▶ **Instructions for the task**: Can you write out the listing again, renaming every "query" to "prompt" and keeping everything else the same?

(Records from a collection)
______________________________
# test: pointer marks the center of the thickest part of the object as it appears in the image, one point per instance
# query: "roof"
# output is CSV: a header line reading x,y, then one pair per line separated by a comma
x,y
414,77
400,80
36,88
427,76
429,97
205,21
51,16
______________________________
▶ **Task output**:
# test: pointer marks the center of the thickest part of the object as it appears in the image, one point per instance
# prompt: "roof"
# output is CSV: a header line reading x,y, then one pair per line separated by a comma
x,y
414,77
400,80
36,88
427,76
429,97
205,21
51,16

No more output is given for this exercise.